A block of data
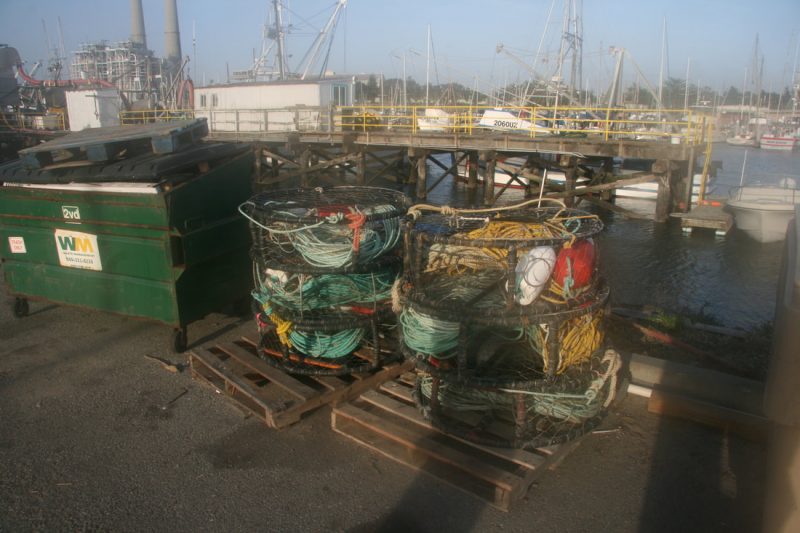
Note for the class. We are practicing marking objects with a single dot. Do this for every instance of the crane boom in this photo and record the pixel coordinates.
(326, 33)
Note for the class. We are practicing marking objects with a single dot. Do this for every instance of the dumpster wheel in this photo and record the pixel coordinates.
(179, 340)
(21, 308)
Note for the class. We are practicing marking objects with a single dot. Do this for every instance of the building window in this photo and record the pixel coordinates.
(339, 95)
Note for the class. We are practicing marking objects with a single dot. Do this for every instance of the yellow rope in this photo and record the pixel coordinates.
(579, 338)
(282, 328)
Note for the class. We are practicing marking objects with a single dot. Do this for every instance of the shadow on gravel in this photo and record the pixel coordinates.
(703, 479)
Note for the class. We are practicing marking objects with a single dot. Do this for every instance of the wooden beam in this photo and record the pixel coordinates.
(615, 208)
(746, 425)
(711, 386)
(323, 165)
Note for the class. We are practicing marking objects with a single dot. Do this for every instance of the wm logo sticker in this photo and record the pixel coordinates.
(75, 244)
(77, 250)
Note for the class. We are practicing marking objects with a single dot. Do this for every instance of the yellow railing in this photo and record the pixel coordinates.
(155, 115)
(677, 126)
(674, 125)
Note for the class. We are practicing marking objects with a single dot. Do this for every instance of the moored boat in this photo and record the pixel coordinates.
(784, 143)
(763, 212)
(742, 140)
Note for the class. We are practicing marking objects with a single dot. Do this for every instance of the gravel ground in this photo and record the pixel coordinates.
(95, 436)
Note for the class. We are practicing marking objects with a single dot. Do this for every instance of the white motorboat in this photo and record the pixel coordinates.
(764, 212)
(503, 120)
(783, 143)
(435, 119)
(742, 140)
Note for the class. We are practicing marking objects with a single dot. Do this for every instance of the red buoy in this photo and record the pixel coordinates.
(575, 263)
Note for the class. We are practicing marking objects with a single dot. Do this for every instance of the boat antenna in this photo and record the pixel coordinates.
(744, 163)
(541, 187)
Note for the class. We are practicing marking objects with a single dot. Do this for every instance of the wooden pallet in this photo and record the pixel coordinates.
(387, 421)
(279, 399)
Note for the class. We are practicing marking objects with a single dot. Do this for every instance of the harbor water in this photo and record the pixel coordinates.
(729, 280)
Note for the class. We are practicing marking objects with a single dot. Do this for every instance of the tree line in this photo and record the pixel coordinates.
(674, 94)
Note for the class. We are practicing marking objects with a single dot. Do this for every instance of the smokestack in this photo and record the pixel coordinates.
(137, 24)
(172, 37)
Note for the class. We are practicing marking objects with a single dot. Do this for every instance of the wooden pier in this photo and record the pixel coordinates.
(706, 217)
(367, 145)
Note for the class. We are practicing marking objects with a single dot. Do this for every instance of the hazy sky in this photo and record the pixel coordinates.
(715, 37)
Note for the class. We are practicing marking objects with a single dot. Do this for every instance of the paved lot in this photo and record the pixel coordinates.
(94, 435)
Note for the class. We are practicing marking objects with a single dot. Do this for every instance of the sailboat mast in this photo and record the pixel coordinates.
(280, 39)
(661, 66)
(428, 68)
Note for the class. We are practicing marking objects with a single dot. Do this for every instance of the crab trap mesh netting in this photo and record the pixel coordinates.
(324, 263)
(559, 411)
(325, 347)
(324, 229)
(527, 261)
(517, 356)
(502, 311)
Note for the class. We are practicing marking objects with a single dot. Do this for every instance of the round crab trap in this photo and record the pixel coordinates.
(320, 344)
(324, 229)
(298, 293)
(515, 356)
(524, 258)
(548, 414)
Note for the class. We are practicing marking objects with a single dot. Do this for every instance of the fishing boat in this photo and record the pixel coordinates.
(763, 211)
(783, 143)
(435, 119)
(504, 120)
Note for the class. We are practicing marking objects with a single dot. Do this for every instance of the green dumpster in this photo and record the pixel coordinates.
(154, 236)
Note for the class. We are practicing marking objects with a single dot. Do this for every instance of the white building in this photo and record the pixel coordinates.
(93, 108)
(292, 105)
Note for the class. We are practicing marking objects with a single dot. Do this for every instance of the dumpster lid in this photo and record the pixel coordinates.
(106, 144)
(141, 168)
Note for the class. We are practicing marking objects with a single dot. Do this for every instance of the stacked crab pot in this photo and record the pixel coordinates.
(502, 311)
(324, 263)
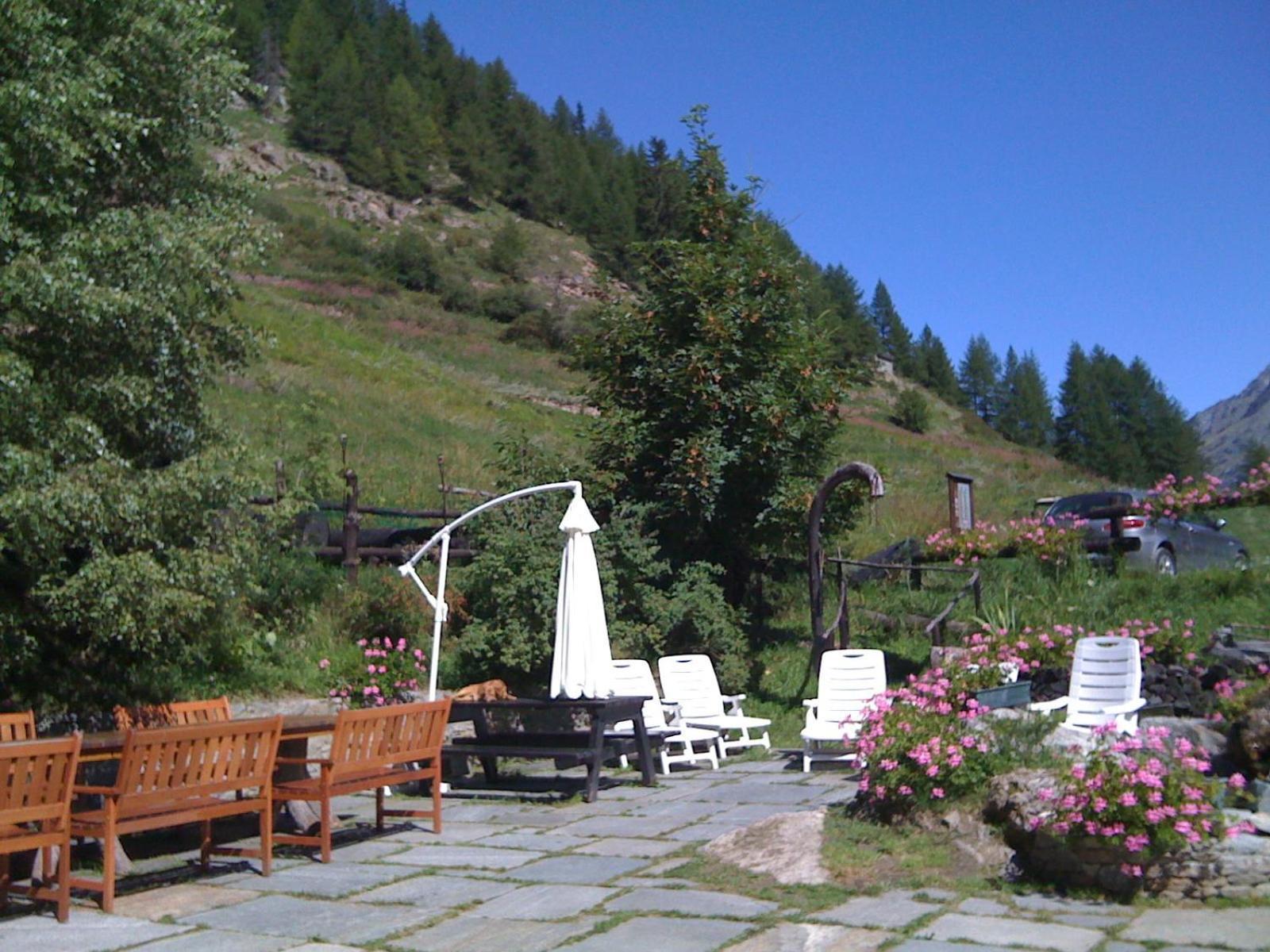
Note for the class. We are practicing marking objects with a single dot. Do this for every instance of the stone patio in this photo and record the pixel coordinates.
(529, 873)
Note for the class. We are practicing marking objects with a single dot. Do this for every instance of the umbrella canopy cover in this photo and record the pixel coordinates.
(583, 660)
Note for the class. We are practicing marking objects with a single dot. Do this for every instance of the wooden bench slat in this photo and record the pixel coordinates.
(178, 774)
(375, 748)
(37, 780)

Written task>
Substitute "image coordinates" for every occurrence of "pixel coordinates" in the lines from the one containing "of the stone" through the last line, leaving everything else unchanged. Output only those lines.

Solution for this problem>
Note for the class. We are practicing marking objects with a single dot. Do this for every instance of the stone patio in this photo and record the image coordinates.
(529, 873)
Note for the class. We are practicing marking objects with a single dot. Do this for every instance of the umbrella canopy cover in this photo and record the image coordinates.
(583, 660)
Note for the class. We are practicing marking objects with a single dot. Do this for every instance of the wooden bench slat in this photo and record the image coordinates.
(178, 774)
(375, 748)
(37, 780)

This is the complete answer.